Start of Provided data

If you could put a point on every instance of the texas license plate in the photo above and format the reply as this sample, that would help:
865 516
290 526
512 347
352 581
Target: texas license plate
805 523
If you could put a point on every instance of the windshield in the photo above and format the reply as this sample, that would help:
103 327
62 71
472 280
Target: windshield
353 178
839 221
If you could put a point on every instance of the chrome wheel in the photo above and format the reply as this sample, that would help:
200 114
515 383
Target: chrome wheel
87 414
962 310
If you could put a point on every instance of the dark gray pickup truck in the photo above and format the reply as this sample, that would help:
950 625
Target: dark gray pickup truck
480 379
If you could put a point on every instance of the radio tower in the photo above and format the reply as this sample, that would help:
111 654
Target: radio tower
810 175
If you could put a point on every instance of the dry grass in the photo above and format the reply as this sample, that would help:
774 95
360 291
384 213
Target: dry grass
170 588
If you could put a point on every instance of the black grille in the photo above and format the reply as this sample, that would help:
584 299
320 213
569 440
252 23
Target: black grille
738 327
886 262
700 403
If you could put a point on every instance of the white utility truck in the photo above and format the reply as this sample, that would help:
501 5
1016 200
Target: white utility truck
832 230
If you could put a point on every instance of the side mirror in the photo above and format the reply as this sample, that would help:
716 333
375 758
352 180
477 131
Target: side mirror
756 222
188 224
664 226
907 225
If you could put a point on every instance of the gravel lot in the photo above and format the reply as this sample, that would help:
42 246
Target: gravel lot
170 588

End of Provided data

**Exercise requirements**
Would you please repeat the whole listing exactly as it is?

**Written reply**
If you could put a point on every instance of the texas license plate in the photo above and format the reply as this sample, that would help:
865 516
290 526
512 347
352 581
Target: texas license plate
805 523
If you could put a point on every instance of the windshield in the photo above and format the reply as this sample, that would help:
103 327
62 71
472 280
Target: windshield
353 178
839 221
If you could put a point on every instance of the chrome wheel in the photo above and format the reply as this sample, that would help:
200 114
515 383
Target: chrome wheel
87 414
962 310
If you could put a point on every instance of the dark gray pickup truck in the photo above and format the reply as this sample, that would help:
950 625
Target: dark gray pickup truck
480 379
If you could put a point on every instance of the radio tower in the photo above and format the reply as this sample, that would help:
111 654
Target: radio tower
810 175
If you could put a point on every instance of the dry grass in the photo above and format the reply as this sample, that would help:
774 95
360 291
384 213
Target: dry grass
170 588
If you could put a point on every instance of the black grille in the photo above and format the reply as this sample, that would help:
584 299
320 213
569 440
252 23
Target: black grille
738 327
886 262
700 403
If you could put a point on every instance of the white utility truck in the photo above and format the reply as this sample, that would help:
501 5
1016 200
Target: white utility truck
832 230
If you could put a point on every instance of the side mirror in the photo above and format the reply as this sample, that would help:
716 333
375 758
352 180
477 131
Target: side mirror
756 222
188 224
664 226
907 225
If you could put a point on every instance of the gravel lot in the photo above and format the reply as this sample, that would help:
42 246
Target: gravel lot
170 588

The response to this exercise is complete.